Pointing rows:
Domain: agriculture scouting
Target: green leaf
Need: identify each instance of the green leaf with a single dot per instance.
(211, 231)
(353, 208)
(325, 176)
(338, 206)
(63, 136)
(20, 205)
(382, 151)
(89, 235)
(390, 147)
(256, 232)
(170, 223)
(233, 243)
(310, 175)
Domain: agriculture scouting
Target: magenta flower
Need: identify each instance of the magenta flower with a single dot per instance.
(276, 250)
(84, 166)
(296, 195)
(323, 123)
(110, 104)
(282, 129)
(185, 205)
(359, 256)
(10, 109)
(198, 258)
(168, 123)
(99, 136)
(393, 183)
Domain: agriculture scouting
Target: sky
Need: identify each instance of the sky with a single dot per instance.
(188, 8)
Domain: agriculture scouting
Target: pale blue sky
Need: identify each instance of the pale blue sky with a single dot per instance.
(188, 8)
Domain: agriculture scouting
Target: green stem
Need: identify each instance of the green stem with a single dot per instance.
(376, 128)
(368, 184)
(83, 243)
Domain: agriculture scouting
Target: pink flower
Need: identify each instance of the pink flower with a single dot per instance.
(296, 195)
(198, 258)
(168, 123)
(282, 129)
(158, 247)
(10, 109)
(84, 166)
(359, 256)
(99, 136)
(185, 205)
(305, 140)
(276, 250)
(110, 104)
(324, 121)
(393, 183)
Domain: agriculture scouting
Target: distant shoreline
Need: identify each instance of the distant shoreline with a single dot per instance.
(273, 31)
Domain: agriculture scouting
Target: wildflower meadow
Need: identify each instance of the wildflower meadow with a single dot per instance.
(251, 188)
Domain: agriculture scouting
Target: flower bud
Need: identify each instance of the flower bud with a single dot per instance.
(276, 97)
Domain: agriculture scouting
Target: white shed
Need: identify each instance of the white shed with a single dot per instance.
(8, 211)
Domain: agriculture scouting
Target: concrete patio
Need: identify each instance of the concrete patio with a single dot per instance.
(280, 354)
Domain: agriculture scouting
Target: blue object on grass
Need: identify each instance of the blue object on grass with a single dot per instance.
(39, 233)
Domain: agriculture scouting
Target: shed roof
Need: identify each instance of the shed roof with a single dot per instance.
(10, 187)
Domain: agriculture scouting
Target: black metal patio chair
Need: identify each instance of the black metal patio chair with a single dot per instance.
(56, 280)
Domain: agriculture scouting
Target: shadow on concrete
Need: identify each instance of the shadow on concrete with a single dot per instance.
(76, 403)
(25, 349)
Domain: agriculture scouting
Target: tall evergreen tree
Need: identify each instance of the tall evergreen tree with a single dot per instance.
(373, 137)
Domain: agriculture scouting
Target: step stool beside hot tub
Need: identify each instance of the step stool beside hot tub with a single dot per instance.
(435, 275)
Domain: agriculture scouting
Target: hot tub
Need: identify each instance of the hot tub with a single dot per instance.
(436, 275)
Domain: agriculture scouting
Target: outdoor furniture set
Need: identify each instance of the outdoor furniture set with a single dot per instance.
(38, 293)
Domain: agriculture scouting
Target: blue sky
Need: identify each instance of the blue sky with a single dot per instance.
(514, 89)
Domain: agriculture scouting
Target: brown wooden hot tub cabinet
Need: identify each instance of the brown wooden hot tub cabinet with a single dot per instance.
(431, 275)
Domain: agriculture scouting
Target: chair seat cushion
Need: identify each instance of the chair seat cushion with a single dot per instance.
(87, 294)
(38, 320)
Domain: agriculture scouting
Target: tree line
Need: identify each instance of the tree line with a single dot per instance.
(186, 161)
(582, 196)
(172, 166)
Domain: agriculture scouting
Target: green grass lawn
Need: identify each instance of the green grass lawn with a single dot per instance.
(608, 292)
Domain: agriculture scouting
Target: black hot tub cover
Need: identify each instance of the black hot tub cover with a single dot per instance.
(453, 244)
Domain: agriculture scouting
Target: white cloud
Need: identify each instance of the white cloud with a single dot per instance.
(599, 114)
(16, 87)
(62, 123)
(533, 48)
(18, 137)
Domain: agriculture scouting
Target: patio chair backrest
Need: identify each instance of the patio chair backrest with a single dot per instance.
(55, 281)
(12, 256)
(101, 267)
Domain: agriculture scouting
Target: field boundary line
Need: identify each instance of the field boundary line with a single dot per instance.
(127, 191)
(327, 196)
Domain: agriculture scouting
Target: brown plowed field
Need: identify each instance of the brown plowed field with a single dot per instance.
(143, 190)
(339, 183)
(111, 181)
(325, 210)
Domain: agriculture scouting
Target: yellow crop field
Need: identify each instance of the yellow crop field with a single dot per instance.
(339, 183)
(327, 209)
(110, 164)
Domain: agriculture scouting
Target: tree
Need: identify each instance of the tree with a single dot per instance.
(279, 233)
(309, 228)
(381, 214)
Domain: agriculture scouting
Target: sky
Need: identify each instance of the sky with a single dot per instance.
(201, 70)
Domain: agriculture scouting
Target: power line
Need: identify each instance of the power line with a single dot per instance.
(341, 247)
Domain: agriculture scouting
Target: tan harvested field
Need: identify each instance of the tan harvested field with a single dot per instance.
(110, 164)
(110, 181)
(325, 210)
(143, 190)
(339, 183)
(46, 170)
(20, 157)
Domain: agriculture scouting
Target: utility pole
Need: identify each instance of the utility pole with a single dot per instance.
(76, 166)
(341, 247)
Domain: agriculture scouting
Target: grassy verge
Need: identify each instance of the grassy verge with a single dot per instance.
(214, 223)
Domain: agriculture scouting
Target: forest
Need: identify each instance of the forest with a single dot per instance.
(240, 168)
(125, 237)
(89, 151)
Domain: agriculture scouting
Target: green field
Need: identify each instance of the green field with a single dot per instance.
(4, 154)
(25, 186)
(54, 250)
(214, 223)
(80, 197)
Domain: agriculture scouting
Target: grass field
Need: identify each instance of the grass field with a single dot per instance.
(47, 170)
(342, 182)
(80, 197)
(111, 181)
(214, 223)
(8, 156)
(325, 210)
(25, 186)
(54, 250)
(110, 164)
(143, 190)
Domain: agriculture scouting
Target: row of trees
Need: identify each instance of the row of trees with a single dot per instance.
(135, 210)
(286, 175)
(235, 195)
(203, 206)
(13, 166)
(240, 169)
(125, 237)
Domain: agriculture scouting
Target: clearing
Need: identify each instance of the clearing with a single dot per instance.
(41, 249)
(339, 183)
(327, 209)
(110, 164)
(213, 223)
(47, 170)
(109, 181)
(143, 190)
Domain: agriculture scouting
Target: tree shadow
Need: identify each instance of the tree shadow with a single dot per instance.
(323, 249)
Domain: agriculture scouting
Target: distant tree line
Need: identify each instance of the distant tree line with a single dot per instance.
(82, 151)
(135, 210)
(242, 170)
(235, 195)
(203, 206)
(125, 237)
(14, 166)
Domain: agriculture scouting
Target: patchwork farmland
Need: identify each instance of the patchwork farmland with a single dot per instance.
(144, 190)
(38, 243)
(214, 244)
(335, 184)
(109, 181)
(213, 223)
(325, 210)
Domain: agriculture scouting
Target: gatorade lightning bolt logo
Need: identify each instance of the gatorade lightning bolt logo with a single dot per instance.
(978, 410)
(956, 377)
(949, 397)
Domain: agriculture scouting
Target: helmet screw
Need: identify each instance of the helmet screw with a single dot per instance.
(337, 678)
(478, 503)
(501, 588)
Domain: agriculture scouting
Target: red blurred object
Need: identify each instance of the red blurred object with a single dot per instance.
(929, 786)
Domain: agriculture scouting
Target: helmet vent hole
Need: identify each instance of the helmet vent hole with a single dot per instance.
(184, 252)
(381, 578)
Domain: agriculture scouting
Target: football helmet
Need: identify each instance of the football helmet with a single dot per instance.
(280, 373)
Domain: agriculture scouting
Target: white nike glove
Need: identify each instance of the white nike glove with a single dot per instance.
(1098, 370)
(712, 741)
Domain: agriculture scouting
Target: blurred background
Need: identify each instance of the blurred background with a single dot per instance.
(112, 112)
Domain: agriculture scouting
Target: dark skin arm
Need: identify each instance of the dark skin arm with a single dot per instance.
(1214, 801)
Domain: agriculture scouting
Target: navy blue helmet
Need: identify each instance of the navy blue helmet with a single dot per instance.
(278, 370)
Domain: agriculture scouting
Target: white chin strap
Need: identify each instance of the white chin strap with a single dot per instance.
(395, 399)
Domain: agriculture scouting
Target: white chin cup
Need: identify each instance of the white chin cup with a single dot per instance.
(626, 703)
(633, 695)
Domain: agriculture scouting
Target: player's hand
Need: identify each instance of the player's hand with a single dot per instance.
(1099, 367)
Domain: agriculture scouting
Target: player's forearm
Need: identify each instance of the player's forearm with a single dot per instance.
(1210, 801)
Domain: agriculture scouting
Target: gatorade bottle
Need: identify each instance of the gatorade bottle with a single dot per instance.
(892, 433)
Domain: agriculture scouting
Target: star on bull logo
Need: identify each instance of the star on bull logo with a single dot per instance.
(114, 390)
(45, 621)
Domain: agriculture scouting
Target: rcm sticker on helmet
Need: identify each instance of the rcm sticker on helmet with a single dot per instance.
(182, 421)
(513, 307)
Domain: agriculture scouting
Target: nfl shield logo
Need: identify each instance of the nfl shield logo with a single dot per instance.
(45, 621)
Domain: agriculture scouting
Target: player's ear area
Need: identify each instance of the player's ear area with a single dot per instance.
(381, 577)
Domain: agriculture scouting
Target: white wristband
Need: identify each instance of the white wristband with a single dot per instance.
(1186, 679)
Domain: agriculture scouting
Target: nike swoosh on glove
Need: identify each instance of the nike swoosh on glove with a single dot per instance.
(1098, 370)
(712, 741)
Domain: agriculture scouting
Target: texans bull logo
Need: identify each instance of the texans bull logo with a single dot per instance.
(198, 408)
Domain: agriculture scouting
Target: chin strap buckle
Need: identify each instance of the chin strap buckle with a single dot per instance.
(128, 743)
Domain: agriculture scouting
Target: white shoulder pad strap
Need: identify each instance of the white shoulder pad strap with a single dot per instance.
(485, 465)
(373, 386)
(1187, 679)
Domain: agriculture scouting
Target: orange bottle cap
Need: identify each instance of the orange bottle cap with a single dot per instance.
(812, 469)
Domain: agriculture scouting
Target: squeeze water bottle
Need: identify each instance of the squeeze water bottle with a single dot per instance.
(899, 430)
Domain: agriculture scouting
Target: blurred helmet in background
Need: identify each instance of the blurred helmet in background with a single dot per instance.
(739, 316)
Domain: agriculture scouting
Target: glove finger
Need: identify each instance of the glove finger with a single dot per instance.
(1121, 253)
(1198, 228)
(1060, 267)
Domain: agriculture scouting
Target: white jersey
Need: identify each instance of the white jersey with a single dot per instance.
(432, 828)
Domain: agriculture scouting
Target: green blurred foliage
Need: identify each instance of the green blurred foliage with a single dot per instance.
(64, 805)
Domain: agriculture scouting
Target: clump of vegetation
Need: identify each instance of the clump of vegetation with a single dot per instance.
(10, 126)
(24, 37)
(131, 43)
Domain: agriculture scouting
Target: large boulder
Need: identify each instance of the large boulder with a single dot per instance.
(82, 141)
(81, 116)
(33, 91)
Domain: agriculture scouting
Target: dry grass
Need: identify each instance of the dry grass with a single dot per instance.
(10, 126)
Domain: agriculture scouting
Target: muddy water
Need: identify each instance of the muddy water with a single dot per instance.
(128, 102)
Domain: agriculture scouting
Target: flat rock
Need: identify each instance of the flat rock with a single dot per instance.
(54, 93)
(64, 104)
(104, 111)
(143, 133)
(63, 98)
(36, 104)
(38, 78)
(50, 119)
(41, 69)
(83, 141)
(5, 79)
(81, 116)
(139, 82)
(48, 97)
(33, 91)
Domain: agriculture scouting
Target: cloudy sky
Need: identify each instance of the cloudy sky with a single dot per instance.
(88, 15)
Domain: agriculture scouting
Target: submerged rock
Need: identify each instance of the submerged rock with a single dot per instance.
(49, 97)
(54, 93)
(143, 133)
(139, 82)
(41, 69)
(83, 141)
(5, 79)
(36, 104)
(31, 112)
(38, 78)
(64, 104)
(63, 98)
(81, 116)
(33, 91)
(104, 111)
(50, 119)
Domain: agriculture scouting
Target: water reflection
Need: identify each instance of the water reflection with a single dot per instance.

• **GOAL**
How many lines in the rows above contain the string "pale"? Case matters; reply with the number only.

• **OUTPUT OF THE EXERCISE**
2